- [EXERCISES TO COMPLETE]:
• A. Set down, word for word, the part of the article on Live and More from "Critical and commercial" up to and including "in the U.S.".
• B. Answer these questions using the article on Live and More, one answer per line:
(i) In which venue was the live concert on the first three sides recorded?
(ii) Who composed "Last Dance" and won an Academy Award for it?
(iii) How many stars did Stephen Cook give the album?
• C. Write what comes next in the article on Live and More, starting after its final sentence.

-- begin PASSAGE --

Live and More is the first live album recorded by American singer-songwriter Donna Summer, and it was her second double album, released on August 28, 1978 by Casablanca Records. The live concert featured on the first three sides of this double album was recorded in the Universal Amphitheater, Los Angeles, California in 1978.

Background and release
During the concert, Summer performed a large number of her disco songs - both her hit singles, and a selection of songs from her previous album, Once Upon a Time. However, in this album, Donna also experiments with other musical styles such as jazz, in a medley she named "The My Man Medley". It consists of the George Gershwin song, "The Man I Love", together with "I Got It Bad and That Ain't Good" and the old standard "Some of These Days", neither of which she had recorded previously. She also performed a version of the ballad "The Way We Were", originally recorded by Barbra Streisand for the film of the same name, again, not previously recorded by Summer, but a big live favorite of hers. This was followed by a self-written ballad called "Mimi's Song", dedicated to her young daughter, Mimi.  Mimi was present at this concert for Summer to sing the song to, and she is heard on the recording saying goodnight to the audience. The concert ends with one of Summer's best-known songs in the United States - "Last Dance". This hit song is included on the soundtrack of the film Thank God It's Friday, in which Summer had also acted. The composer, Paul Jabara, won an Academy Award for Best Song from a motion picture, and Summer herself won her first Grammy Award for Best Female R&B Vocal Performance with this song. Some versions of "Last Dance" have the slow part removed from the middle but kept at the beginning. The full version, however, was sung at this concert.

The fourth and final side of this double LP album contains a new studio recording entitled "MacArthur Park Suite", which is a medley of four songs including the main song "MacArthur Park", originally recorded as a ballad by the Irish actor Richard Harris. Summer's disco version was edited and issued as a single, and it became one of her biggest hits - her first number one song on the American Billboard Hot 100 singles chart, and a Top five song in the United Kingdom.
This song also earned Summer a Grammy Award nomination for Best Female Pop Vocal Performance. Another song in the medley, "Heaven Knows" was an American Top five hit, and it featured vocals by Joe Esposito of the Brooklyn Dreams musical group. That group included the musician Bruce Sudano, whom Summer would later marry.

Critical and commercial reception

The album received mixed to favorable reviews from music critics. Stephen Cook from AllMusic website gave the album three out of five stars and wrote that none of the album's songs "eclipse the original versions" but concluded that it is a "very enjoyable concert recording". Robert Christgau gave the album a "C" and criticized the arrangements and the song "Mac Arthur Park Suite," to which he preferred Andy Kaufman's interpretation. Tom Carson from Rolling Stone magazine gave the album a favorable review and wrote that even though "the hits are exiled to side three, they come across fairly well".

Live and More would become Summer's first number one double album in the United States, and achieved double platinum status in the U.S.

-- end PASSAGE --
-- begin RECORDS --

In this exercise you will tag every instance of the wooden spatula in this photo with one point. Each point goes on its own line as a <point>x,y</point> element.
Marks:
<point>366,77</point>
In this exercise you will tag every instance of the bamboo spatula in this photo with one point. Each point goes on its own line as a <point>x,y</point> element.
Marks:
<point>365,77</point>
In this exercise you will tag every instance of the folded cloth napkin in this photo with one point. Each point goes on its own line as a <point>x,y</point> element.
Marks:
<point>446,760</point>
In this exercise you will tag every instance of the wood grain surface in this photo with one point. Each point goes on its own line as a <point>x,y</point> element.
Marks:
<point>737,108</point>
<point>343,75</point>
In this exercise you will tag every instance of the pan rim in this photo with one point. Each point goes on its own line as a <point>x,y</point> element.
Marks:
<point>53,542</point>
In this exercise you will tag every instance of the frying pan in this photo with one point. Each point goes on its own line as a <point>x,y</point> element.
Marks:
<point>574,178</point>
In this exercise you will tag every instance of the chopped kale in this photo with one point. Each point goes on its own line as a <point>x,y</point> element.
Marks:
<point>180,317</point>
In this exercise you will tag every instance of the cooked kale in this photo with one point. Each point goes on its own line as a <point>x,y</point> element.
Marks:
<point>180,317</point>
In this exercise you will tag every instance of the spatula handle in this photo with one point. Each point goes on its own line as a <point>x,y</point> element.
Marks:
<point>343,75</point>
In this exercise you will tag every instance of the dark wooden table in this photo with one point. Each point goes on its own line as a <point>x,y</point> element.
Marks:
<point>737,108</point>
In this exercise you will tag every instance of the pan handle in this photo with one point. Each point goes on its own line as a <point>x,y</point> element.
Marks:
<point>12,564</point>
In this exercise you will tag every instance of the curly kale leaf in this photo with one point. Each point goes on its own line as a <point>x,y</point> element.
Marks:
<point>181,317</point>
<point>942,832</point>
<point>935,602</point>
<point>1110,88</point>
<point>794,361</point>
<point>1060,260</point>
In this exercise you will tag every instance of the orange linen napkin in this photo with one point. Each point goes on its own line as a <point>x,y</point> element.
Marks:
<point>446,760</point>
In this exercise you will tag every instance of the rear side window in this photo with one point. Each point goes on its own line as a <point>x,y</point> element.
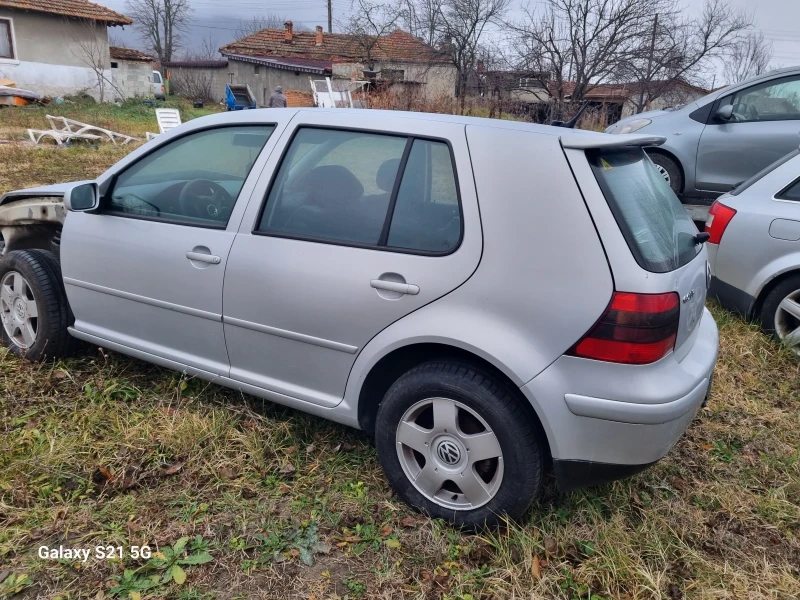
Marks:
<point>658,230</point>
<point>365,189</point>
<point>791,193</point>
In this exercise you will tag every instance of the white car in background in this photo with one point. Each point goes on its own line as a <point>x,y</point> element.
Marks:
<point>159,91</point>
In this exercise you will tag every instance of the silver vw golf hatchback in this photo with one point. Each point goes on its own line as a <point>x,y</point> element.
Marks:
<point>488,299</point>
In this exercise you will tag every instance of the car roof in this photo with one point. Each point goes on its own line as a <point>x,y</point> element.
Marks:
<point>571,138</point>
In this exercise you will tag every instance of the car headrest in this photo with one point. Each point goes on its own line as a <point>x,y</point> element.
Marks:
<point>387,173</point>
<point>332,184</point>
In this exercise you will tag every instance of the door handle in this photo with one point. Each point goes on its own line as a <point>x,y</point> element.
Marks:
<point>200,257</point>
<point>394,286</point>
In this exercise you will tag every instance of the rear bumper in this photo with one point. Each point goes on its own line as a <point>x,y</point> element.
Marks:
<point>731,297</point>
<point>604,421</point>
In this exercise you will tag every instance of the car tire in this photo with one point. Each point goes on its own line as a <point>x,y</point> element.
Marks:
<point>670,168</point>
<point>30,280</point>
<point>484,406</point>
<point>776,320</point>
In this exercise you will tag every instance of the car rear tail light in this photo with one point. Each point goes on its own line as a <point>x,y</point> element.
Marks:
<point>719,216</point>
<point>636,329</point>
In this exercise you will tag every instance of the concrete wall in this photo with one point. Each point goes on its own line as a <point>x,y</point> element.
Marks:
<point>53,55</point>
<point>132,79</point>
<point>437,80</point>
<point>263,80</point>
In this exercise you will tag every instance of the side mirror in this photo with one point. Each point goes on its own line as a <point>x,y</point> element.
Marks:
<point>725,113</point>
<point>83,197</point>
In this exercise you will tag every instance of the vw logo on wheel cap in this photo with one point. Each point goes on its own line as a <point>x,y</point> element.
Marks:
<point>448,452</point>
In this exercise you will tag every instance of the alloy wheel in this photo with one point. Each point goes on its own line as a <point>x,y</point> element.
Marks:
<point>18,310</point>
<point>449,453</point>
<point>787,321</point>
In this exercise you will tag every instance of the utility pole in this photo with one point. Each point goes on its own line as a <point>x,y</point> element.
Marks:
<point>650,57</point>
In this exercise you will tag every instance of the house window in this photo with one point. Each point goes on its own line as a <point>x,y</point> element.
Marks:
<point>393,74</point>
<point>6,40</point>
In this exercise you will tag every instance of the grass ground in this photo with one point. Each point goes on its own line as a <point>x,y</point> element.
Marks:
<point>245,499</point>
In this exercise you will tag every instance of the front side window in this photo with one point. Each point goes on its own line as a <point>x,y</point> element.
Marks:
<point>365,189</point>
<point>772,101</point>
<point>194,180</point>
<point>6,43</point>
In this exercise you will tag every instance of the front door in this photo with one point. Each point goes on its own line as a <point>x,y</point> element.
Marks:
<point>764,127</point>
<point>146,272</point>
<point>359,228</point>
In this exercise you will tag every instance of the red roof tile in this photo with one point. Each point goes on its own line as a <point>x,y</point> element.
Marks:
<point>79,9</point>
<point>398,46</point>
<point>129,54</point>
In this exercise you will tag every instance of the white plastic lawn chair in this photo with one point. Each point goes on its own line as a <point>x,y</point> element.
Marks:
<point>60,137</point>
<point>168,118</point>
<point>65,126</point>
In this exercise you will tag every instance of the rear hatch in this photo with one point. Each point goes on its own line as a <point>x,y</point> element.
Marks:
<point>656,232</point>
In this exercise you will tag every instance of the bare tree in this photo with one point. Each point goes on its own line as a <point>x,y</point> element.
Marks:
<point>162,24</point>
<point>369,22</point>
<point>579,44</point>
<point>464,24</point>
<point>89,47</point>
<point>257,23</point>
<point>748,56</point>
<point>681,50</point>
<point>423,19</point>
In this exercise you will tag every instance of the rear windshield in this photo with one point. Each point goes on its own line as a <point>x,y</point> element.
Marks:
<point>764,172</point>
<point>658,230</point>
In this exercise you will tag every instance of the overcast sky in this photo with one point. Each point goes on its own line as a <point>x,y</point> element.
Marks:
<point>778,20</point>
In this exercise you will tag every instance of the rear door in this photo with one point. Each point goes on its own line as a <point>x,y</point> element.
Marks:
<point>363,221</point>
<point>764,127</point>
<point>146,272</point>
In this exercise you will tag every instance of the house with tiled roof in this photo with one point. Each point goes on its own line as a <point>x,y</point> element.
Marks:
<point>59,47</point>
<point>291,59</point>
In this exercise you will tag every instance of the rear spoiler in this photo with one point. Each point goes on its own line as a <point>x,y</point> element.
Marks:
<point>587,141</point>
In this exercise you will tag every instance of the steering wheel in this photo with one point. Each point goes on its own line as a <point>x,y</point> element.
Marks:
<point>204,199</point>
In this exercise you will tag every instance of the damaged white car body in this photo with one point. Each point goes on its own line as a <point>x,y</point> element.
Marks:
<point>33,218</point>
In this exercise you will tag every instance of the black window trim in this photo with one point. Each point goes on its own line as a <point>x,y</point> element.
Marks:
<point>712,120</point>
<point>9,22</point>
<point>112,184</point>
<point>780,195</point>
<point>410,137</point>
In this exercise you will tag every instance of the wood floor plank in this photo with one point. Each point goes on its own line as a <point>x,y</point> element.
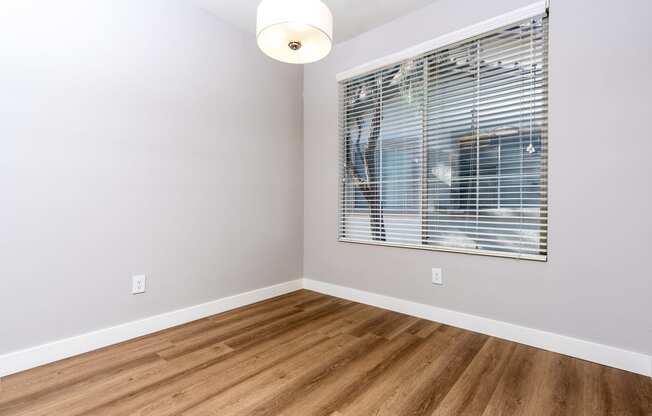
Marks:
<point>239,399</point>
<point>520,383</point>
<point>423,392</point>
<point>176,395</point>
<point>470,394</point>
<point>373,396</point>
<point>306,354</point>
<point>321,397</point>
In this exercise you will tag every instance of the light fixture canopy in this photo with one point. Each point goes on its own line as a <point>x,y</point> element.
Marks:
<point>294,31</point>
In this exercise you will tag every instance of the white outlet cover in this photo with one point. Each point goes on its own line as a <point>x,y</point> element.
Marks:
<point>437,277</point>
<point>138,284</point>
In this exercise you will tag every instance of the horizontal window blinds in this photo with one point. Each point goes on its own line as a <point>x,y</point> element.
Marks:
<point>448,150</point>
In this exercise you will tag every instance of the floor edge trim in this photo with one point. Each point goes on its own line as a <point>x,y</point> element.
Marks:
<point>586,350</point>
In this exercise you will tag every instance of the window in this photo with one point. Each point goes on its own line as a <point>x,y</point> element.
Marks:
<point>448,150</point>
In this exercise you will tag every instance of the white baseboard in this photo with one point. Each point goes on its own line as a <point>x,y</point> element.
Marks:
<point>574,347</point>
<point>602,354</point>
<point>68,347</point>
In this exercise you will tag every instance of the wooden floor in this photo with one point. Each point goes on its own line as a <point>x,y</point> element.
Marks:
<point>309,354</point>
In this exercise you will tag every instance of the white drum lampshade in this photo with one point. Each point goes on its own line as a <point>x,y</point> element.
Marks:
<point>294,31</point>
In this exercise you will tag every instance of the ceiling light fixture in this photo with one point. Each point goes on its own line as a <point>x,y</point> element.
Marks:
<point>294,31</point>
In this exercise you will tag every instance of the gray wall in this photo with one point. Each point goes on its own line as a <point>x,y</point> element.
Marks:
<point>597,283</point>
<point>139,137</point>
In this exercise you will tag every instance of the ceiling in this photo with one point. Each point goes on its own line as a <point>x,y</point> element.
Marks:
<point>351,17</point>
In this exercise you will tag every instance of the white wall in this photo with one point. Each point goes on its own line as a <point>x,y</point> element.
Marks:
<point>597,283</point>
<point>139,137</point>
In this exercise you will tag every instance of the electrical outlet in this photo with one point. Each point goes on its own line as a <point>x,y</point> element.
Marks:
<point>437,277</point>
<point>138,284</point>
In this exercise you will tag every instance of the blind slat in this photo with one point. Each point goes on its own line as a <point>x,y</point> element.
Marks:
<point>449,150</point>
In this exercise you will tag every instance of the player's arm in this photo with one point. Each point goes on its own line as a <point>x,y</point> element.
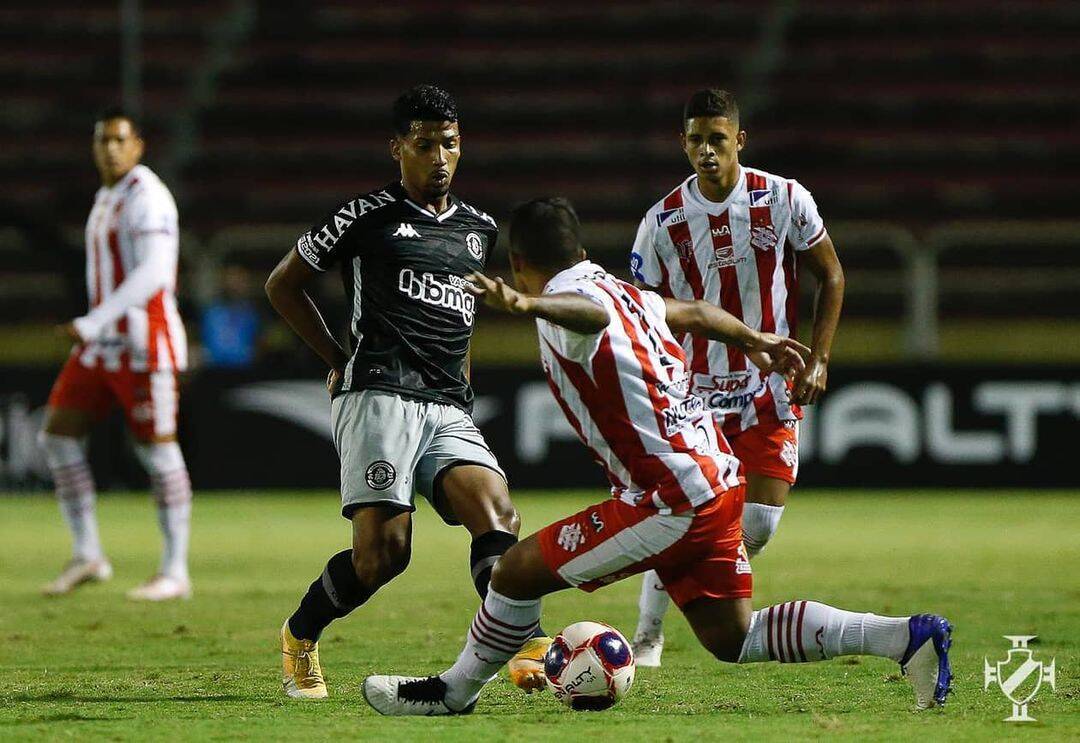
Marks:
<point>571,311</point>
<point>286,287</point>
<point>822,261</point>
<point>159,253</point>
<point>767,350</point>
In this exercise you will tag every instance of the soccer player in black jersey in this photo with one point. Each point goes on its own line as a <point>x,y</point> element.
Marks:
<point>401,395</point>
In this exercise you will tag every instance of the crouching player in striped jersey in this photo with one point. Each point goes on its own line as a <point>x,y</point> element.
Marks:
<point>127,352</point>
<point>620,377</point>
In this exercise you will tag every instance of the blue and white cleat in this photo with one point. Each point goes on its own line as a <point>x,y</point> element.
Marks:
<point>406,696</point>
<point>926,660</point>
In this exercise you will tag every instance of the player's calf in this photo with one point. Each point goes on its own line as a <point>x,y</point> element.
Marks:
<point>801,632</point>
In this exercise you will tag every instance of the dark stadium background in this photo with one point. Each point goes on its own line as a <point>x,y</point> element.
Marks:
<point>941,140</point>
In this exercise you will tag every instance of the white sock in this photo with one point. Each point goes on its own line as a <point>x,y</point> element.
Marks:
<point>172,490</point>
<point>800,632</point>
<point>651,605</point>
<point>75,492</point>
<point>499,630</point>
<point>759,523</point>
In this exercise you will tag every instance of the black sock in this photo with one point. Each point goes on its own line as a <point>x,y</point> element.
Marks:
<point>486,550</point>
<point>331,596</point>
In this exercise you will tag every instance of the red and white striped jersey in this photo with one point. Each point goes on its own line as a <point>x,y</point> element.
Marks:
<point>740,256</point>
<point>132,253</point>
<point>624,392</point>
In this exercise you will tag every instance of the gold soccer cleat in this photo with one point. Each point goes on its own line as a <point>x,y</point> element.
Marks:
<point>526,667</point>
<point>301,676</point>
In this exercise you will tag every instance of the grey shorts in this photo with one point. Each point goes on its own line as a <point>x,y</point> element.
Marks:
<point>392,447</point>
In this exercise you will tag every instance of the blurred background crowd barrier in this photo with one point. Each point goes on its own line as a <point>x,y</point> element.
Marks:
<point>941,139</point>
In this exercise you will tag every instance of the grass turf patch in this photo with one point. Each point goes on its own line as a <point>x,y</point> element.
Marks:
<point>95,665</point>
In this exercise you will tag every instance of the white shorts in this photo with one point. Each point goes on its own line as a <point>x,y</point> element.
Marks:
<point>392,447</point>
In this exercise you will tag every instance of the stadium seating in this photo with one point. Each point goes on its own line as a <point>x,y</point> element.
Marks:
<point>913,113</point>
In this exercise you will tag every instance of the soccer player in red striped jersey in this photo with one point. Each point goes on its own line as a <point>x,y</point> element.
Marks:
<point>621,379</point>
<point>129,349</point>
<point>732,235</point>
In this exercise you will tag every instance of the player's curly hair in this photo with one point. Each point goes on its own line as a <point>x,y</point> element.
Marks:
<point>423,103</point>
<point>711,102</point>
<point>545,232</point>
<point>110,112</point>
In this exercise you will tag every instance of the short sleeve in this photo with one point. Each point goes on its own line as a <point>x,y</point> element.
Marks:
<point>807,229</point>
<point>655,304</point>
<point>322,245</point>
<point>568,343</point>
<point>152,212</point>
<point>644,260</point>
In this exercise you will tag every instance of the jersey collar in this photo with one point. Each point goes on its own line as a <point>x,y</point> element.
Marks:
<point>423,210</point>
<point>125,181</point>
<point>583,268</point>
<point>694,196</point>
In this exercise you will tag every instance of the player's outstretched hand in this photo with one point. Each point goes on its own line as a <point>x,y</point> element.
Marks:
<point>810,382</point>
<point>497,294</point>
<point>773,353</point>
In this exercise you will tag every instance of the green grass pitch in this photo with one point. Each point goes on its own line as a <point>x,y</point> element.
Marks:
<point>94,666</point>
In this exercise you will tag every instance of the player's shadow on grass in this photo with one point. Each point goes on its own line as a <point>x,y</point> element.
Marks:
<point>65,717</point>
<point>69,697</point>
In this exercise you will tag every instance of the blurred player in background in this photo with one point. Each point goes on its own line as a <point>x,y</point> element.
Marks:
<point>129,350</point>
<point>677,495</point>
<point>402,402</point>
<point>729,235</point>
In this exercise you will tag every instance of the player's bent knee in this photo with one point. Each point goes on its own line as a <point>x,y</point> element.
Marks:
<point>505,514</point>
<point>505,573</point>
<point>376,567</point>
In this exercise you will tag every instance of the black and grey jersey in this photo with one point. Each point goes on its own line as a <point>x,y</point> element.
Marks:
<point>404,268</point>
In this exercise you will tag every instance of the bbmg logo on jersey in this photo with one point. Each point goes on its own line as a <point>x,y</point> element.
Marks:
<point>450,295</point>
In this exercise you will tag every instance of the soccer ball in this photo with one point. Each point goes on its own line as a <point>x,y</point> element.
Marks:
<point>589,666</point>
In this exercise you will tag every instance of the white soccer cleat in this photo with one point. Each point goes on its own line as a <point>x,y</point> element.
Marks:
<point>161,589</point>
<point>409,696</point>
<point>77,572</point>
<point>647,648</point>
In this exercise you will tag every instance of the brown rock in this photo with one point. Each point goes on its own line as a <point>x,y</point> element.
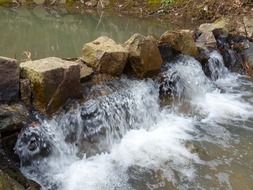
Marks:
<point>53,81</point>
<point>91,3</point>
<point>105,56</point>
<point>102,4</point>
<point>25,91</point>
<point>7,183</point>
<point>85,72</point>
<point>144,57</point>
<point>9,79</point>
<point>248,23</point>
<point>181,41</point>
<point>12,117</point>
<point>206,39</point>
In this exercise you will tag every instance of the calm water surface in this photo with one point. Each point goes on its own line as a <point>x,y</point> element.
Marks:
<point>46,32</point>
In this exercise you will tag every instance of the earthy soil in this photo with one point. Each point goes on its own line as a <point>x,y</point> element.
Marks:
<point>186,11</point>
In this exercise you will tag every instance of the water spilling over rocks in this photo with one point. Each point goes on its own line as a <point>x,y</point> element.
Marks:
<point>187,127</point>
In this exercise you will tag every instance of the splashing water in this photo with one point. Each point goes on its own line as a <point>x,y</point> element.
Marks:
<point>126,140</point>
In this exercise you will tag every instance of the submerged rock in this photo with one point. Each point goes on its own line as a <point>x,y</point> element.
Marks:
<point>248,24</point>
<point>12,117</point>
<point>248,59</point>
<point>206,39</point>
<point>91,3</point>
<point>181,41</point>
<point>7,183</point>
<point>144,56</point>
<point>10,175</point>
<point>9,79</point>
<point>105,56</point>
<point>85,72</point>
<point>53,81</point>
<point>26,91</point>
<point>221,23</point>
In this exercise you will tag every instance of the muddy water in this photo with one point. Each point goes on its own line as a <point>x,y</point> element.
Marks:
<point>47,32</point>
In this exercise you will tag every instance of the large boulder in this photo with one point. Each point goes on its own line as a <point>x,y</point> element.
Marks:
<point>144,57</point>
<point>105,56</point>
<point>181,41</point>
<point>12,117</point>
<point>248,59</point>
<point>9,79</point>
<point>53,81</point>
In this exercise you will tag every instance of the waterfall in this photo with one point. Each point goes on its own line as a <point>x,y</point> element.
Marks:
<point>127,140</point>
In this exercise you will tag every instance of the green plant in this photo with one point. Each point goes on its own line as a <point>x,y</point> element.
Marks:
<point>167,2</point>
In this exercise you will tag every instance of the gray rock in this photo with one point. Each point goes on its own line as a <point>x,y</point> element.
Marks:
<point>9,79</point>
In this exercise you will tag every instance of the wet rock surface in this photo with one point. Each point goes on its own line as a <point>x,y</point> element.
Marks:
<point>181,41</point>
<point>53,81</point>
<point>9,79</point>
<point>144,56</point>
<point>105,56</point>
<point>13,117</point>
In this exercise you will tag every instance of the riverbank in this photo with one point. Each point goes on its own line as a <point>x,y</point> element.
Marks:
<point>177,11</point>
<point>36,90</point>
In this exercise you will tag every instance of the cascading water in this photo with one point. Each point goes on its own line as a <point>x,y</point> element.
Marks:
<point>127,140</point>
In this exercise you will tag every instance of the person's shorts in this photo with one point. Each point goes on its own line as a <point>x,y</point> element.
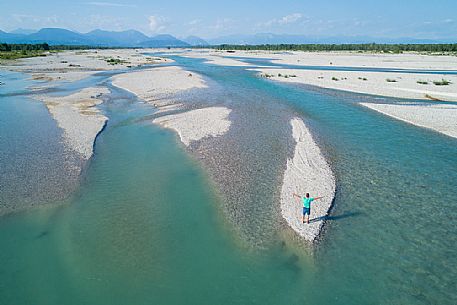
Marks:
<point>306,211</point>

-- end RECORDS --

- [ANSWERS]:
• A.
Critical and commercial reception

The album received mixed to favorable reviews from music critics. Stephen Cook from AllMusic website gave the album three out of five stars and wrote that none of the album's songs "eclipse the original versions" but concluded that it is a "very enjoyable concert recording". Robert Christgau gave the album a "C" and criticized the arrangements and the song "Mac Arthur Park Suite," to which he preferred Andy Kaufman's interpretation. Tom Carson from Rolling Stone magazine gave the album a favorable review and wrote that even though "the hits are exiled to side three, they come across fairly well".

Live and More would become Summer's first number one double album in the United States, and achieved double platinum status in the U.S.

• B.
(i) The Universal Amphitheater in Los Angeles, California.
(ii) Paul Jabara.
(iii) Three out of five stars.

• C.
Track listing
All tracks written by Donna Summer, Giorgio Moroder and Pete Bellotte except where noted; all tracks produced by Moroder and Bellotte.

Notes
When Live and More was released on compact disc (CD), the disk-format of that time could only hold a maximum of 74 minutes. Rather than release the album as a two-disc set, it was released as a single CD, and "MacArthur Park Suite" was replaced with an extended version of the song "Down Deep Inside", which Summer had recorded for the film soundtrack for The Deep during the previous year. The "MacArthur Park Suite", as featured on the various artists compilation, The Casablanca Records Story, and the Bad Girls Deluxe Edition. is the 12-inch single version, not the original album version. The album version can only be found on The Dance Collection: A Compilation of Twelve Inch Singles CD, the original Live and More vinyl LP album itself, and the Japanese CD issue of Live and More (Mercury PHCR 1032). The 12-inch version replaces the original album version of "Heaven Knows" with the 7-inch version; "One of a Kind" was trimmed of some of its percussion breaks.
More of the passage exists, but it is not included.